Let's look at some other surfaces. After the gravel, which I opted to avoid in favor of lovely, soft, traction-y grass, there is a long string of steppingstones. You can still just walk beside them, if that's what feels safest to you. If you want to consider going down them, though, this is what that can look like:

Of course, when you can manage it, it's always safest to go downhill like you're going down stairs: Put your prosthetic foot out first, and then bring your organic foot next to it. Put your prosthetic foot out again, and then bring your organic foot next to it again. And so on.
Steppingstones, though, don't really work that way, and are kind of an exercise in opportunism. Sometimes the best way down is not a straight line forward, so when walking downhill on steppingstones or other unevenly textured and irregularly shaped surfaces, you have to look for opportunities. You look for solid surfaces without much slant forward.

Isn't that interesting? Again, the thing I am attempting here is to wrest control over my prosthetic knee away from gravity. The stone I have selected for placing my prosthetic foot is not very far forward, but it is lower down the hill than the stone on which my living foot is placed, as you can tell by how my living knee is bent. What I will look for next is a place to move my living foot which will allow a solid platform for repositioning my body before transferring weight to my prosthetic foot again, on an even lower surface. Sadly, it turns out there's no photo of the next step. If I don't just bail out and head for the grass at this point, my guess is that I put my living foot on that sort of U-shaped broken stone up left of my prosthetic toes. Then I probably pivot and reconnoitre. Don't have a clue where exactly this walk goes from there, though; sorry.
Eventually, though, I reach yet another type of surface, the last kind offered in this park before it returns us to a platform of slate on the threshold of smooth, flat concrete. That last kind of surface is (click to enlarge) --

-- asphalt. Steeply pitched asphalt. Lumpy, bumpy asphalt with stuff growing in it. (Click to see stuff in large detail.)

Yikes, right?
Naw. You can do this, one step at a time. I will show you three different ways this very day.
First, the obvious:

Ha! Kidding! Well, okay, yes, you can chicken out and just walk on the grass. You won't be able to do it all the way down, though. Look at that first picture of the asphalt path downhill, above. You see those bushes on both sides? These are fragile old lilac bushes. They have all kinds of papery, powdery, and yet also painfully shard-y branches you can break if you try to grab onto them because you've lost your balance. The Town of Concord will not be especially pleased with you if you kill them, either because you grab at them in a panic and uproot them as you fall, or because you land on them and break them under your weight. Also, the lilac roots are all tangled into the grass, so it's not the same smooth, soft passage you have before and after them. You might as well try the asphalt, really.
So, this is the real first way:

Look familiar? It should. It's sideways descent, and I demonstrated it above, on a comparatively safe grassy surface. Again, this is usually one of the safest ways to go downhill, besides just sitting down and sliding or buttwalking all the way to the bottom -- also always an option, never forget.
Sideways is not always the safest way, though. The path you are on may twist, meaning it doesn't go straight downhill, and this can change the angle of the path's surface. Also, you may encounter unsafe globs of crabgrass to get around, or dips and cracks and potholes. So sometimes, you might want to try something else:

You might want to try crisscrossing. Travel across the path, only downhill very much more slightly than if you were facing forward. When you reach the edge, as shown above,

just turn yourself gently around, still traveling slightly downward, and start back across in the other direction.

Records from a data source:
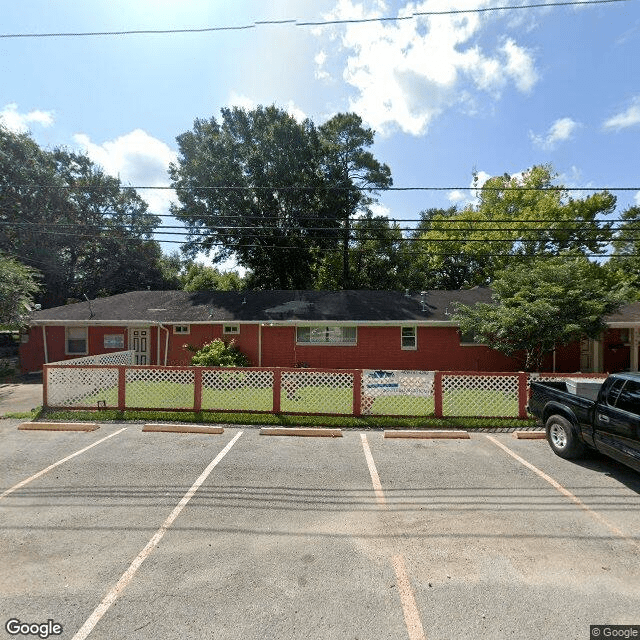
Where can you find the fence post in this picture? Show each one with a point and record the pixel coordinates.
(121, 388)
(357, 393)
(522, 394)
(277, 385)
(197, 390)
(437, 393)
(45, 385)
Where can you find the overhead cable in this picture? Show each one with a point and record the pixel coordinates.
(300, 23)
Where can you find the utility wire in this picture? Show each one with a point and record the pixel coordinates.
(299, 23)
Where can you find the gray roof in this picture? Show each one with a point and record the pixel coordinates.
(264, 306)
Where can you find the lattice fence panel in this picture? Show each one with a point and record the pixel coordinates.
(316, 392)
(119, 357)
(152, 388)
(397, 393)
(237, 390)
(71, 387)
(480, 396)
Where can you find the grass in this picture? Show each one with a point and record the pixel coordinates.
(271, 419)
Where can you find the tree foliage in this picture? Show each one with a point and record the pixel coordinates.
(353, 173)
(18, 285)
(218, 353)
(63, 215)
(199, 277)
(274, 193)
(538, 306)
(250, 186)
(516, 218)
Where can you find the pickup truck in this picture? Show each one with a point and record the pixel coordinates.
(610, 424)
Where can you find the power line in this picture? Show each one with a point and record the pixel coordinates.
(299, 23)
(314, 189)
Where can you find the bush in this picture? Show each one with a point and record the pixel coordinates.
(220, 354)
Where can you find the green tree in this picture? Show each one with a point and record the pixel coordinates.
(353, 173)
(18, 285)
(199, 277)
(625, 263)
(218, 353)
(516, 218)
(251, 186)
(541, 305)
(379, 258)
(63, 215)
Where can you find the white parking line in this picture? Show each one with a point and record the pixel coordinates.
(127, 576)
(409, 607)
(565, 492)
(57, 464)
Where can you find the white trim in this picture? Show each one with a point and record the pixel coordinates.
(182, 333)
(415, 338)
(86, 341)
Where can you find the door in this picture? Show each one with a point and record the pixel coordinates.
(617, 422)
(139, 342)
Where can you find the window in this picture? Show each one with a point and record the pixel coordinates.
(231, 328)
(614, 392)
(76, 341)
(409, 338)
(336, 335)
(181, 328)
(114, 341)
(629, 398)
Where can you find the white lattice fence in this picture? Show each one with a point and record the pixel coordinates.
(237, 390)
(480, 396)
(399, 393)
(119, 357)
(82, 387)
(316, 392)
(155, 388)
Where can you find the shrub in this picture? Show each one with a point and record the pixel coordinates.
(220, 354)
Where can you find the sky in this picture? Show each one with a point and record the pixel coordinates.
(490, 92)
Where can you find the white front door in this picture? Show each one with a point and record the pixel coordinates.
(139, 342)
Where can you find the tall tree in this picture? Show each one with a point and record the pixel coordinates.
(541, 305)
(379, 258)
(625, 262)
(353, 172)
(63, 215)
(18, 285)
(516, 218)
(251, 186)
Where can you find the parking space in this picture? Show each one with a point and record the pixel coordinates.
(238, 535)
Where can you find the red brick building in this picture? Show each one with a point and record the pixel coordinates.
(320, 329)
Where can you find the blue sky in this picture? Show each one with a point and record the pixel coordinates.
(493, 92)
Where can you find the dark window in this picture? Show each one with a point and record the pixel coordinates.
(629, 398)
(614, 392)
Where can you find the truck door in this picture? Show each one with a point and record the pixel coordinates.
(617, 422)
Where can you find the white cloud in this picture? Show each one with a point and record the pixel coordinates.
(456, 196)
(408, 72)
(18, 122)
(627, 118)
(561, 130)
(138, 159)
(320, 72)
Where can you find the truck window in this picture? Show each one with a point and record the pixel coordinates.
(629, 398)
(614, 392)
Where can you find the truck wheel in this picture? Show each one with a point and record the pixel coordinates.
(562, 438)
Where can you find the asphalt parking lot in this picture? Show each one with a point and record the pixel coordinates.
(243, 536)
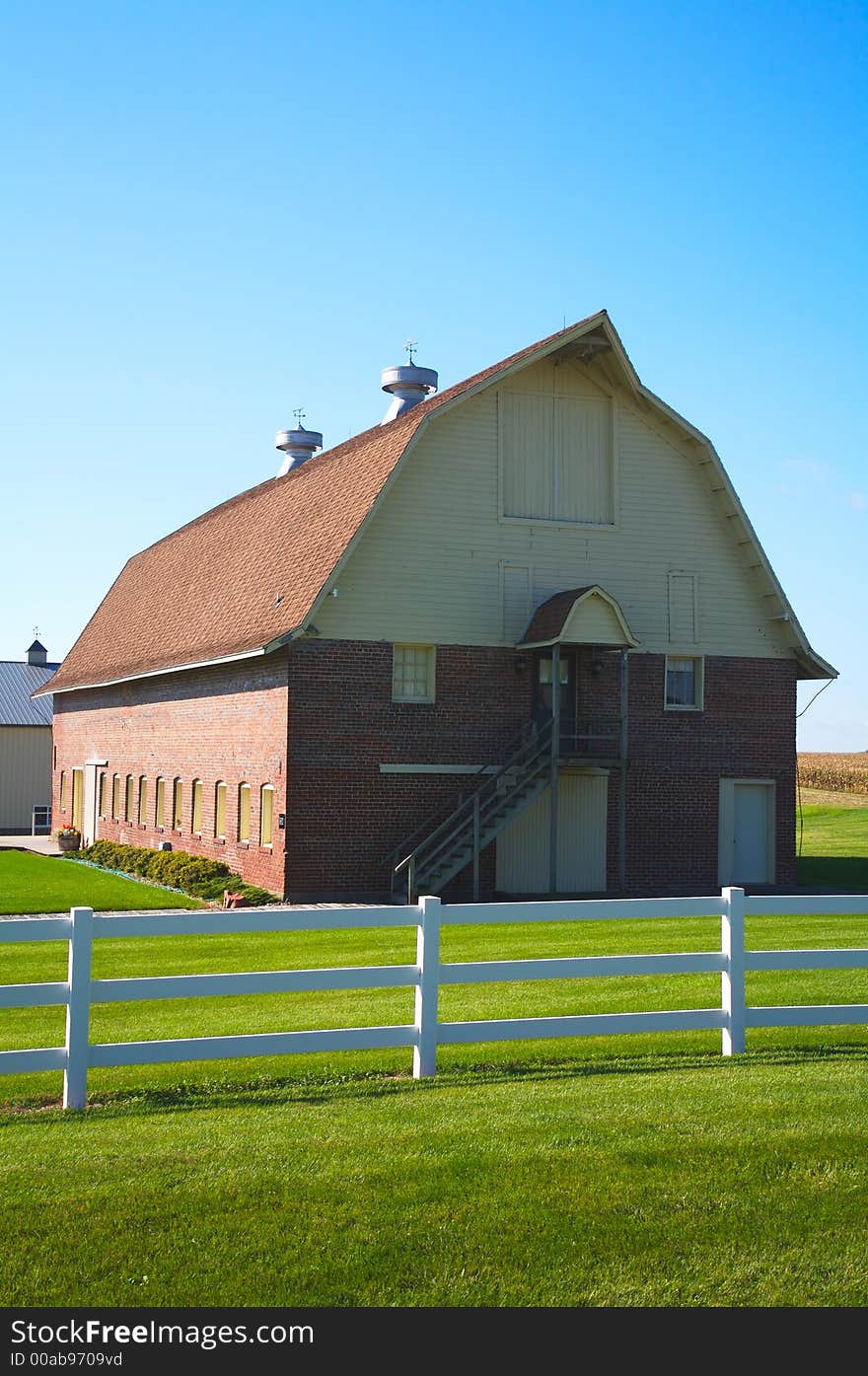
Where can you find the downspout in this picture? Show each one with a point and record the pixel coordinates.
(622, 786)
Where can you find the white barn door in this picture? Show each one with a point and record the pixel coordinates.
(523, 846)
(746, 832)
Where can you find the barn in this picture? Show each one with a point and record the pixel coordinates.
(518, 637)
(25, 743)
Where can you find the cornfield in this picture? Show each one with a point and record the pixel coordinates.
(835, 773)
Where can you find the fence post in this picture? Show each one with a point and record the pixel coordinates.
(428, 961)
(79, 1009)
(732, 978)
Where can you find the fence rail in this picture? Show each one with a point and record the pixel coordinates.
(79, 992)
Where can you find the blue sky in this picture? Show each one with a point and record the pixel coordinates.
(213, 213)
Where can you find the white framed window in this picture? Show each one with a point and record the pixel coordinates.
(265, 815)
(413, 673)
(220, 811)
(684, 683)
(244, 811)
(197, 807)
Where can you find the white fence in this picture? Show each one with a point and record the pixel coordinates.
(79, 992)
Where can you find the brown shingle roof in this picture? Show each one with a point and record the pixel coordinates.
(550, 616)
(208, 591)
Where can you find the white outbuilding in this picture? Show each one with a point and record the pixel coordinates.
(25, 743)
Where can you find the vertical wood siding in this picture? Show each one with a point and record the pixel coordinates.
(523, 846)
(25, 775)
(429, 566)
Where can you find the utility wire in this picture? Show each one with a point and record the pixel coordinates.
(798, 783)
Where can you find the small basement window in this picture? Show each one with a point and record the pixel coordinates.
(413, 673)
(684, 685)
(197, 807)
(265, 818)
(220, 811)
(244, 812)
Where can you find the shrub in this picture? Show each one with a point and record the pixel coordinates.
(195, 875)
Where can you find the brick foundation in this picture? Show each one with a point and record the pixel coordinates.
(318, 721)
(223, 724)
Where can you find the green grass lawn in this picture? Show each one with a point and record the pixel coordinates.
(602, 1171)
(833, 848)
(49, 884)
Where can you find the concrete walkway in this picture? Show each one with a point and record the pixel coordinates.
(41, 845)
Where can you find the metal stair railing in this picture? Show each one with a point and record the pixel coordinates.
(470, 823)
(434, 819)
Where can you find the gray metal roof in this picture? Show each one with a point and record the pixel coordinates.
(17, 682)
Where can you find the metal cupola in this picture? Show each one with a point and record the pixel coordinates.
(407, 384)
(297, 445)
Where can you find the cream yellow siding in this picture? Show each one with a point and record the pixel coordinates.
(25, 775)
(438, 563)
(523, 848)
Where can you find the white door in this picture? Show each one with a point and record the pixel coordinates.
(747, 832)
(91, 783)
(523, 846)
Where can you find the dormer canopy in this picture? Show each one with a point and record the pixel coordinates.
(579, 616)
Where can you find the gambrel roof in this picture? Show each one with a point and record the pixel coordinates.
(17, 685)
(248, 575)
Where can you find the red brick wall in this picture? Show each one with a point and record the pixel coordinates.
(213, 724)
(677, 759)
(344, 816)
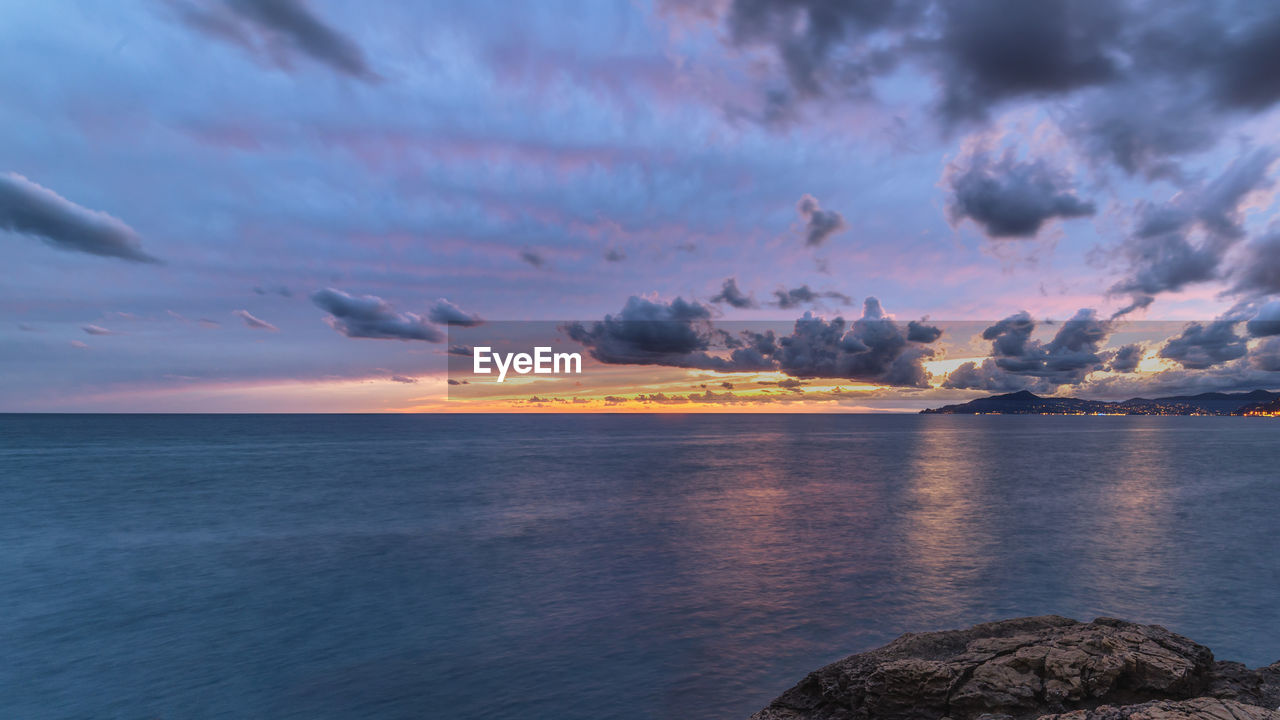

Goals =>
(1) In the text on walking downhill with a prosthetic leg, what kind of bushes grow on both sides of the asphalt path?
(2) Transcribe the passage of the text on walking downhill with a prosthetic leg from "Steppingstones, though, don't" up to and including "much slant forward.".
(3) Go on with the text on walking downhill with a prosthetic leg, picking up after its final sentence.

Task-by-task results =>
(1) Fragile old lilac bushes.

(2)
Steppingstones, though, don't really work that way, and are kind of an exercise in opportunism. Sometimes the best way down is not a straight line forward, so when walking downhill on steppingstones or other unevenly textured and irregularly shaped surfaces, you have to look for opportunities. You look for solid surfaces without much slant forward.

(3)
Sometimes there's just no good place to put your feet facing forward, or facing at an angle. Don't give up before you've tried this technique:

Yep, backing down works great, too! You do it just like you walk down sideways, first placing your prosthetic, then bringing your living foot to meet it.

(Note: I might have gotten the order in which these shots were taken mixed up, but for purposes of this demonstration, please just ignore the placement of the cracks in the pavement and focus on the feet. Thanks. Sorry.)
As you might be able to tell by the relative location of the grassy edge in these shots, when you back down you don't necessarily back straight down the path, especially if the path is as lumpy-bumpy as this one. However, while exercising the same kind of prosthetic-first safety you use going downstairs, when you back down a hill you are also taking advantage of gravity, using it to hold your mechanical knee straight, just like it does when you walk uphill.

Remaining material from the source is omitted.